*WORK TO COMPLETE*
Give every entry again, word for word and in full.

◇ ◇ ◇ ◇ ◇ ◇ ◇

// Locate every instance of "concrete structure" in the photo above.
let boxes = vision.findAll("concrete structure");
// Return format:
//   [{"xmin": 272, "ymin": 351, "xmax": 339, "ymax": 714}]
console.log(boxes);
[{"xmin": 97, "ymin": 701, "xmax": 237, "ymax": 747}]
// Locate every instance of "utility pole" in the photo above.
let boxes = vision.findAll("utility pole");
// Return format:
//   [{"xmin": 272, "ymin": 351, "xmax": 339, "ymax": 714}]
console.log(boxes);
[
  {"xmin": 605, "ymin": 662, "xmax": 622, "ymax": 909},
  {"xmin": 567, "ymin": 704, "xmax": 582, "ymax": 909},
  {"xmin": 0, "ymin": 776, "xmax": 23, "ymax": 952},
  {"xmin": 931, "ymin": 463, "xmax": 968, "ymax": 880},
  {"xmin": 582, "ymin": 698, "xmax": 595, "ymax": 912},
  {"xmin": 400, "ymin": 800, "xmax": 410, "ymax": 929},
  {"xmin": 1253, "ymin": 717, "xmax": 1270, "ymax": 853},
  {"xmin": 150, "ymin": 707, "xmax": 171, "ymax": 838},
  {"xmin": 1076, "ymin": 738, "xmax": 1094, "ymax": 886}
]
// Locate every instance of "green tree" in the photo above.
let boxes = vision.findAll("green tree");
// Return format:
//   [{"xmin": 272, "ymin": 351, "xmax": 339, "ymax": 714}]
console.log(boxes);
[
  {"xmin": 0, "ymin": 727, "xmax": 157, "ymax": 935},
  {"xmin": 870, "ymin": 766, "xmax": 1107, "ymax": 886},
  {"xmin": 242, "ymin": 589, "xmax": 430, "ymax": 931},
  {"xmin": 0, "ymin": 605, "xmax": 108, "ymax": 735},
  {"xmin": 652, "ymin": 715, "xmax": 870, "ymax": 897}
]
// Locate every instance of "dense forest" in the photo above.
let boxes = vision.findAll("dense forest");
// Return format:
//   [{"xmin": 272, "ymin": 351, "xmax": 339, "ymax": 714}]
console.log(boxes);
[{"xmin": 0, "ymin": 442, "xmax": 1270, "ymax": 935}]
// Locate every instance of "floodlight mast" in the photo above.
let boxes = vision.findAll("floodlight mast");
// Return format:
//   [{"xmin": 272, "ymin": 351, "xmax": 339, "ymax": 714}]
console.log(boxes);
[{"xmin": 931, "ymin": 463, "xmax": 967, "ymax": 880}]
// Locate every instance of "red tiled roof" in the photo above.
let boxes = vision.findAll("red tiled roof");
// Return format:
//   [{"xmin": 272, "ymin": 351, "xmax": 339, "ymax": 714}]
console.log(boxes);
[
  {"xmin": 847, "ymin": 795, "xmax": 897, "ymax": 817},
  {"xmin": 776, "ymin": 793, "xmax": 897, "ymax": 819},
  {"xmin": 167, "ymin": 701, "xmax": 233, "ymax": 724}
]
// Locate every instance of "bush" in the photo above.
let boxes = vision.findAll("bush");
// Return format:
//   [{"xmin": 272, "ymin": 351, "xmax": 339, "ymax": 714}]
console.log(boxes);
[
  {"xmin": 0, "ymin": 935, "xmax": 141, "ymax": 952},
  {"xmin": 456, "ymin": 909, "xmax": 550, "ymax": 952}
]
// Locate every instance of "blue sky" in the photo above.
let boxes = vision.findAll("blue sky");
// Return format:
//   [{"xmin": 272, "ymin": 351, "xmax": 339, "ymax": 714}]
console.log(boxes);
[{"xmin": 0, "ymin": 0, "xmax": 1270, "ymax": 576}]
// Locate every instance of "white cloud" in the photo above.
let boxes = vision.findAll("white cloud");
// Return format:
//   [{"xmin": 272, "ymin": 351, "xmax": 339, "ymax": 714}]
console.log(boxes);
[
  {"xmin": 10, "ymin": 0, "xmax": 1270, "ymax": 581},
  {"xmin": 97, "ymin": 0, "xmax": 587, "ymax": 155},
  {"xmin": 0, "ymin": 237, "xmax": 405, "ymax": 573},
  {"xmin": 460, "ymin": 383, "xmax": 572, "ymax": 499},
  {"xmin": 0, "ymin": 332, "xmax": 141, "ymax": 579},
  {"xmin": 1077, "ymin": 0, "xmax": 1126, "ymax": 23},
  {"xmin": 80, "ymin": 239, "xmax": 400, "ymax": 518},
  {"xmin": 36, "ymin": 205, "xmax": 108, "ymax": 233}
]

◇ ◇ ◇ ◇ ◇ ◇ ◇

*ANSWER BELOW*
// Locate every instance of "concrete structure" in the photo above.
let boxes = vision.findAll("concrete structure");
// Return format:
//   [{"xmin": 272, "ymin": 351, "xmax": 339, "ymax": 714}]
console.log(boxes);
[{"xmin": 97, "ymin": 701, "xmax": 237, "ymax": 747}]
// Locate every instance of "utility pole" in the photo above.
let boxes = vision.findAll("utility pole");
// Return format:
//   [{"xmin": 272, "ymin": 351, "xmax": 339, "ymax": 714}]
console.log(boxes);
[
  {"xmin": 605, "ymin": 662, "xmax": 622, "ymax": 909},
  {"xmin": 567, "ymin": 704, "xmax": 582, "ymax": 909},
  {"xmin": 0, "ymin": 776, "xmax": 23, "ymax": 952},
  {"xmin": 931, "ymin": 463, "xmax": 968, "ymax": 880},
  {"xmin": 582, "ymin": 698, "xmax": 595, "ymax": 912},
  {"xmin": 400, "ymin": 800, "xmax": 410, "ymax": 929},
  {"xmin": 1253, "ymin": 717, "xmax": 1270, "ymax": 853},
  {"xmin": 150, "ymin": 707, "xmax": 171, "ymax": 838},
  {"xmin": 1076, "ymin": 738, "xmax": 1094, "ymax": 886}
]
// Locate every instance of "green tree" in the photo above.
let boxes = vision.findAll("green tree");
// Return format:
//   [{"xmin": 272, "ymin": 351, "xmax": 339, "ymax": 714}]
console.log(boxes);
[
  {"xmin": 0, "ymin": 727, "xmax": 157, "ymax": 935},
  {"xmin": 870, "ymin": 766, "xmax": 1107, "ymax": 886},
  {"xmin": 242, "ymin": 589, "xmax": 430, "ymax": 931},
  {"xmin": 0, "ymin": 605, "xmax": 108, "ymax": 735},
  {"xmin": 652, "ymin": 715, "xmax": 870, "ymax": 897}
]
// Locate every instance of "dense forest" in the photo above.
let boxes = vision.findAll("dense forest");
// Return format:
//   [{"xmin": 272, "ymin": 351, "xmax": 339, "ymax": 714}]
console.log(boxes);
[{"xmin": 0, "ymin": 442, "xmax": 1270, "ymax": 935}]
// Locate every instance of "floodlight mast" in the photo above.
let boxes = vision.findAll("floodlight mast");
// Return format:
//   [{"xmin": 272, "ymin": 351, "xmax": 339, "ymax": 714}]
console.log(boxes);
[{"xmin": 931, "ymin": 463, "xmax": 967, "ymax": 880}]
// Locate every instance of "red tiled roof" in the photo above.
let boxes = vision.findAll("red tiled roof");
// Return format:
//   [{"xmin": 272, "ymin": 351, "xmax": 339, "ymax": 714}]
console.log(boxes);
[
  {"xmin": 847, "ymin": 795, "xmax": 897, "ymax": 817},
  {"xmin": 776, "ymin": 793, "xmax": 897, "ymax": 819},
  {"xmin": 167, "ymin": 701, "xmax": 233, "ymax": 724}
]
// Locate every instance of "bush" in the photo above.
let boxes = vision.findAll("bush");
// Return format:
//   [{"xmin": 272, "ymin": 351, "xmax": 339, "ymax": 714}]
console.log(boxes);
[
  {"xmin": 0, "ymin": 935, "xmax": 141, "ymax": 952},
  {"xmin": 456, "ymin": 909, "xmax": 550, "ymax": 952}
]
// Locate every instance of "blue sky" in the photo above.
let boxes = vision.findAll("blue sky");
// Return format:
//   [{"xmin": 272, "ymin": 351, "xmax": 339, "ymax": 714}]
console.log(boxes);
[{"xmin": 0, "ymin": 0, "xmax": 1270, "ymax": 576}]
// Locate every instance of "white cloud" in the photo above.
let boxes = vision.findAll("white cloud");
// Return format:
//   [{"xmin": 272, "ymin": 351, "xmax": 339, "ymax": 714}]
console.log(boxes);
[
  {"xmin": 10, "ymin": 0, "xmax": 1270, "ymax": 581},
  {"xmin": 97, "ymin": 0, "xmax": 587, "ymax": 155},
  {"xmin": 0, "ymin": 237, "xmax": 405, "ymax": 573},
  {"xmin": 460, "ymin": 383, "xmax": 572, "ymax": 499},
  {"xmin": 0, "ymin": 332, "xmax": 141, "ymax": 579},
  {"xmin": 1077, "ymin": 0, "xmax": 1126, "ymax": 23},
  {"xmin": 80, "ymin": 239, "xmax": 400, "ymax": 518},
  {"xmin": 36, "ymin": 205, "xmax": 108, "ymax": 233}
]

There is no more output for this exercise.